### Hedefiniz
Recci'nin Hizbullah, reformlar ve Suriye üzerine açıklamalarını aktaran aşağıdaki haber metninin devamını, son cümleden sonrasından başlayarak yazın.

### Metin parçası
Hizbullah'ın silahlarını geri çekmesi ile Filistinlilerin kamp içindeki ve dışındaki silahlarını geri çekmesi arasındaki bağlantıyı sorgulayan Recci, “Hizbullah'ın silahlarının geri çekilmesinin, geri kalanı şüphesiz teslim edilmesi gereken Filistin silahlarıyla ne ilgisi var? Peki Hizbullah'ın silahı Filistinlilerin silahına karşı koymak için mi orada? Durum böyle olmadığı sürece, bu alanda önceliklerle ilgili koşullar belirlememeliyiz. Bizim istediğimiz, Lübnan ordusunun, önümüzdeki tehditler ne olursa olsun, Lübnanlılar olarak bizi koruyan tek güç olmasıdır” dedi.

Mali reformlar

Recci, mali ve ekonomik reformlar konusunda ise şunları söyledi: “Başbakan Nevvaf Selam liderliğindeki hükümet harika, mükemmel ve hızlı bir iş çıkarıyor, ancak kriz derin ve iki haftada çözülemez. Uluslararası toplum bunu kabul ediyor, ancak reformların tam olarak uygulanması için zamanın ucu açık olmadığını ve aciliyet gerektirdiğini vurguluyor.”

ABD-İran müzakereleri

ABD-İran müzakereleri ve bunların Lübnan'ı nasıl etkileyeceği konusuna da değinen Recci, “Bu müzakerelerin nereye varacağı henüz belli değil. Bildiğimiz şey, nükleer program, balistik füzeler ve Hizbullah da dahil olmak üzere İran'ın vekil güçlerini içerdiği ve iki taraf arasında bir anlaşmaya varılamaması halinde tüm seçeneklerin masada olduğu” dedi.

Suriye ziyareti

Recci, Başbakan Nevvaf Selam'ın önümüzdeki hafta Suriye'ye yapacağı resmi ziyarete katılarak, çözülmemiş birden fazla dosyayı çözüme kavuşturmaya çalışacak. Suriye’deki yeni rejim konusunda iyimser olan Recci şu ifadeleri kullandı: “Önceki rejimden kesinlikle daha iyi. Bağımsızlıktan bu yana Suriye'deki hiçbir rejim Lübnan devletini bir varlık olarak tanıdığını, bağımsızlığını tanıdığını ve egemenliğine saygı duyduğunu açıkça söylemedi ama şimdi Suriyeli yetkililerden içişlerimize karışmayacaklarına dair sözler aldık.”

Yerlerinden edilenler dosyası

Recci'ye göre Selam, Suriye Cumhurbaşkanı Ahmed eş-Şera ile görüşmesinde, şu anda Lübnan için öncelikli olan Suriyelilerin yerinden edilmesi konusunu gündeme getirecek.

[Nesne nokta etiketleri]
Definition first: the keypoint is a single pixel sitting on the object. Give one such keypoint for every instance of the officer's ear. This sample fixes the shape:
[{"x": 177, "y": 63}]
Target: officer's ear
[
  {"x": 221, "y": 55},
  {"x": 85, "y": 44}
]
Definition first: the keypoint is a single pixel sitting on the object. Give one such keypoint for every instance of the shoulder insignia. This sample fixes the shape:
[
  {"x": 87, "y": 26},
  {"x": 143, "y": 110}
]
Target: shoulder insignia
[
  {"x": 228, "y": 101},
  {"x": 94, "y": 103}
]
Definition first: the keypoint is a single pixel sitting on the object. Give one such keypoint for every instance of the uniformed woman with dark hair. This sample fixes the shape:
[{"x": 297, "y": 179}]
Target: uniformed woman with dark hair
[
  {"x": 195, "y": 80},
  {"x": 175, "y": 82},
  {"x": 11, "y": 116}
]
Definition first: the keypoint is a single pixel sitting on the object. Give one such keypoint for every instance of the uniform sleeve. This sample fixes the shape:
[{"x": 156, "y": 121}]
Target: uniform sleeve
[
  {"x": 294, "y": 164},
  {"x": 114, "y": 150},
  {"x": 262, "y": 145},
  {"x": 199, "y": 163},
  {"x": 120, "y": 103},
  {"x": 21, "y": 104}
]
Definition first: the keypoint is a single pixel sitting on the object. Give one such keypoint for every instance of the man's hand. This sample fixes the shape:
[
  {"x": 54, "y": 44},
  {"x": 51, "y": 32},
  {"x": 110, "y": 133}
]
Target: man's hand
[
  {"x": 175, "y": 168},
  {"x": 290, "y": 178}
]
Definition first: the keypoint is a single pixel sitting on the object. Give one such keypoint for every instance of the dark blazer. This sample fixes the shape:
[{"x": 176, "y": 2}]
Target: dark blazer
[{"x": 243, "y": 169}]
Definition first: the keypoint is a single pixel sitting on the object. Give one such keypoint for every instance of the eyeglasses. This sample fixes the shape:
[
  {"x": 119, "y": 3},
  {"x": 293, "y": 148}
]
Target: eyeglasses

### Görevin sonucu
Recci sözlerine şöyle devam etti: “Lübnan, ülkedeki demografik dengeyi sarsan ve sosyal ve ekonomik tehdidin yanı sıra varoluşsal bir tehdit oluşturan yerinden edilmenin olumsuz yansımalarına daha fazla tahammül edemez. Uluslararası yetkililerle yaptığımız görüşmelerde talep ettiğimiz ve ısrarla vurguladığımız husus, uluslararası toplumun yeni bir yaklaşım benimsemesi ve böylece yerinden edilmiş kişilere Lübnan'da kaldıkları süre boyunca değil, ülkelerine döndüklerinde yardım sağlanmasıdır. Ayrıca, Suriye'de yeniden inşa sürecinin başlatılarak vatandaşların geri dönmesinin ve yaptırımların kademeli olarak kaldırılmasının önemini vurguluyoruz. Zira tüm bunların varlığı yerinden edilmiş kişileri geri dönmeye teşvik edecektir. Ayrıca Suriye'nin birçok bölge ve vilayetinde hayat normale dönmüştür, dolayısıyla geri dönüş konvoyları yarından önce hemen bugün başlamalıdır. Suriye'deki tartışma doğu sınırı dosyasını ve oradaki kayıp Lübnanlıların dosyasını da içerecek. Çünkü bu insanların akıbetini bilmek istiyoruz... Nasıl öldürüldüler, neredeler? İstediğimiz şey bu dosyayı sonsuza kadar kapatmak.”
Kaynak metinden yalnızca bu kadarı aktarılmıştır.